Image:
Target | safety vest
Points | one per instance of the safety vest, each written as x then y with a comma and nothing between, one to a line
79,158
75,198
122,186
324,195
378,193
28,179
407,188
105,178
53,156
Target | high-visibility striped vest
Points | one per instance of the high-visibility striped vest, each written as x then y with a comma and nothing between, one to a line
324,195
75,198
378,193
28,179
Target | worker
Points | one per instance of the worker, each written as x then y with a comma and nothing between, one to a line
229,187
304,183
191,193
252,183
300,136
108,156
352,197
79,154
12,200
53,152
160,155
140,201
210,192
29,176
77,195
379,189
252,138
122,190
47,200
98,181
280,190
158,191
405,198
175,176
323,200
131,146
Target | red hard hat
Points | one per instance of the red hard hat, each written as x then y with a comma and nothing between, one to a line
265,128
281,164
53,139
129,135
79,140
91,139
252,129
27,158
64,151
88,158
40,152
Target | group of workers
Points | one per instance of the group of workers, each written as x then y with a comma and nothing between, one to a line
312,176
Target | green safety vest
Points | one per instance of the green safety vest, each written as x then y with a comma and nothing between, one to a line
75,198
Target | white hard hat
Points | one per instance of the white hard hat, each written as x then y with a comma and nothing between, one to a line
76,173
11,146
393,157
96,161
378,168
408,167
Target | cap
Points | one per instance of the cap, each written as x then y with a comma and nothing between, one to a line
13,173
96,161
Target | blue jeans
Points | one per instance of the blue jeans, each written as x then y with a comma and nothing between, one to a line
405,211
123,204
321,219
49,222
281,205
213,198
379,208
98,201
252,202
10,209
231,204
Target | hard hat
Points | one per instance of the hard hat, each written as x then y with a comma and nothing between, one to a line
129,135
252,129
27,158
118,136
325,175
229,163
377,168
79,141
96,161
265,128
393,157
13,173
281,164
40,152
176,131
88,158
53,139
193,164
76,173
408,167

---

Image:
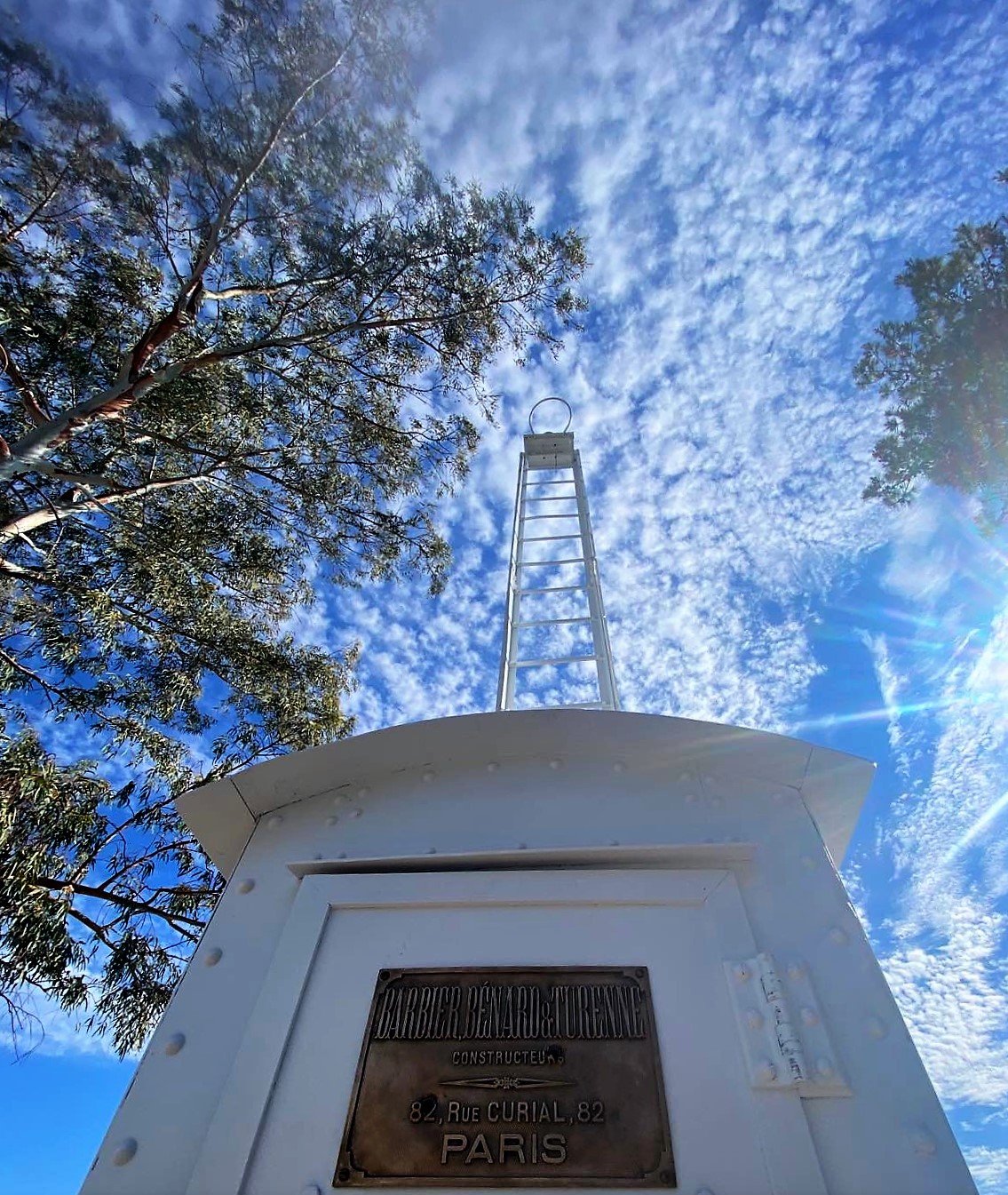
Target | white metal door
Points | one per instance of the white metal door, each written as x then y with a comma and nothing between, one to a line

# [WHAT IS BEING ASKED]
The lines to show are those in the data above that include "metal".

# [RESPONSE]
Target | white metal door
Points | one per instance of the white metal door, each written as x then y with a comma and nothing between, one to a line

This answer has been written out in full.